DIRECTIVE A:
Repeat the part of the spray gun thread that runs from "I noticed that" down to "the big ones.", keeping every word as it appears.

TEXT SEGMENT:
********
# My Critter Spray gun



## a1Jim

Good Reveiw
I have one its a great little gun for some things


----------



## Hunterastin

i am in the process of building my first guitar, would this work good for shooting the finish on it?


----------



## duasbata

It is my understanding that lacquer is used for finishing guitars. And multiple coats of it. Unfortunately I haven't sprayed lacquer yet on this gun. I've only used latex with this so far(and water). The best picture of a finished product sprayed with this gun that I've seen is Woodgals project. I don't think she used lacquer though. Good luck.


----------



## duasbata

Hunterastin..
Came across this site on the web where he talks about his experience with the Critter and lacquer.
It's on the last section called 6 Month Follow Up. Hope this helps.


----------



## Brad_Nailor

Great review. I have one of these and I have had great results with water based poly, and latex paint with Flowatrol. It is fun to use and easy to clean. The only drawback is it's small spray pattern…I used it to spray a cabinet and it took a while for each coat.


----------



## duasbata

Thanks Brad_Nailor. Hunterastin got me curious now that I might go out and get some lacquer and try it myself. I got a pint of General Finishes PolyAcrylic Satin waterbased finish that I got a few days back but haven't tried it either. I'd also like to try some dewaxed shellac. My dining table might be a good candidate since it's so banged up from me using it as a worktable sometimes. I'd tape it up in 3 equal sections and see how each one turns out. Then I can play the "...can you guess the finish on this?" game at dinner parties!


----------



## firecaster

Hunter,
I have one of these. I usually use it for latex on outdoor projects. Do you not think the spraygun I gave you would work?


----------



## Dusty56

I myself , being a newbie to this , why would you need lacquer thinner to clean latex (water based) paint from your gun ??


----------



## duasbata

There was a spot inside the nozzle thread that was just difficult to remove with the brush and water. The paint just wouldn't come loose. Might be my worn brush. Lacquer thinner at the time was about the strongest cleaner I got. That's all.


----------



## Dusty56

Thank you .


----------



## bamboo

Hi,
After reading all those positive reviews on Critter, I bought one from Amazon. I tried to test it with water and nothing comes out. I have to till the bottle to let the water out in order to spray it. Did I do something wrong?


----------



## duasbata

Did you check the fluid tube to see if something is obstructing it?
What about the nozzle, can you see through it?
Try moving the nozzle a little higher up to get in line with the air stream.
How's your compressor pressure setting?
If all else fails, call Amazon and ask for a replacement.
There's definitely something wrong with your gun.
I had no problems with mine.
I recently sprayed the outdoor bench I made for my kids PINK which is what they
wanted.
I noticed that the nozzle tip gets a build up of paint and frequently 
have to wipe it off. Nothing major. You will hear a difference in sound. The bench is about 4 ft long and 3 ft high.
Since the spray pattern is small it took a while but it was fun nontheless.
Afterwards the kids used a paint brush and went crazy painting butterflies,
forrest scenes, clouds, etc. Looks real nice. It's the brightest item in the backyard.
Good luck with yours. I'm sure once you get it fixed you'll like it.
It's good for small projects and I'll still use my Devilbiss for the big ones.


----------
********
MATERIAL SHOWN:
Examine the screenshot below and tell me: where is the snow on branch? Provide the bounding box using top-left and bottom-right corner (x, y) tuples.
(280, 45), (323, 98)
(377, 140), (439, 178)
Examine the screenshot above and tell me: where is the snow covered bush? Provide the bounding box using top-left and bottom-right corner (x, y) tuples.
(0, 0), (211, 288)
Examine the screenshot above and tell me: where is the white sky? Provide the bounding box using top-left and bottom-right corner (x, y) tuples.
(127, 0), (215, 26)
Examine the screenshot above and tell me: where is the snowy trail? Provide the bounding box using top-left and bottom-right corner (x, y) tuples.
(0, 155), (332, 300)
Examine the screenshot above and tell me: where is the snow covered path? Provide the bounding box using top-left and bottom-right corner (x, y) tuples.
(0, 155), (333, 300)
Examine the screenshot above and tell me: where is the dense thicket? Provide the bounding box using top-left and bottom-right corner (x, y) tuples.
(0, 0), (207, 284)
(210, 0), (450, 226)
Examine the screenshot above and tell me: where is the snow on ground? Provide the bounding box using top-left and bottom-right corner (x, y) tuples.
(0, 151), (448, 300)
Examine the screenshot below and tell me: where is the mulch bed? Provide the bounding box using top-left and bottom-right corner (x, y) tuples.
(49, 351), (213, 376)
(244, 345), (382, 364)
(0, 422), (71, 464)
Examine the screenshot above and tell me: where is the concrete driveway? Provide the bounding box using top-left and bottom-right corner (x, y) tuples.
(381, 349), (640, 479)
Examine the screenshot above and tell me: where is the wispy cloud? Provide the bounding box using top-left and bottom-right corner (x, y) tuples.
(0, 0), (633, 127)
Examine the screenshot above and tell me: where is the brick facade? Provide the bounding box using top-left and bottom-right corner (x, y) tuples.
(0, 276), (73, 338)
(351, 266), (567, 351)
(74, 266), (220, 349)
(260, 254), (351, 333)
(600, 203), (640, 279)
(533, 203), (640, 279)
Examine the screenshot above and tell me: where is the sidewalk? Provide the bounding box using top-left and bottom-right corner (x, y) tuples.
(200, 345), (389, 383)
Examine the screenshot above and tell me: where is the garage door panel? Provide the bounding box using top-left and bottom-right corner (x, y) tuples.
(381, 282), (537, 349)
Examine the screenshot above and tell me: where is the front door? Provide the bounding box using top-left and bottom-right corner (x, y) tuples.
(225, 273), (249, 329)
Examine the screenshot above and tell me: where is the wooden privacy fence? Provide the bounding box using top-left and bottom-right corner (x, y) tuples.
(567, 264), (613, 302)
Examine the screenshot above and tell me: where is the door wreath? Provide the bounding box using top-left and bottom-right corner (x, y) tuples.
********
DIRECTIVE B:
Find every line in the listing that contains the word "covered" and copy those lines out.

FINAL ANSWER A:
I noticed that the nozzle tip gets a build up of paint and frequently 
have to wipe it off. Nothing major. You will hear a difference in sound. The bench is about 4 ft long and 3 ft high.
Since the spray pattern is small it took a while but it was fun nontheless.
Afterwards the kids used a paint brush and went crazy painting butterflies,
forrest scenes, clouds, etc. Looks real nice. It's the brightest item in the backyard.
Good luck with yours. I'm sure once you get it fixed you'll like it.
It's good for small projects and I'll still use my Devilbiss for the big ones.

FINAL ANSWER B:
Examine the screenshot above and tell me: where is the snow covered bush? Provide the bounding box using top-left and bottom-right corner (x, y) tuples.
Examine the screenshot above and tell me: where is the snow covered path? Provide the bounding box using top-left and bottom-right corner (x, y) tuples.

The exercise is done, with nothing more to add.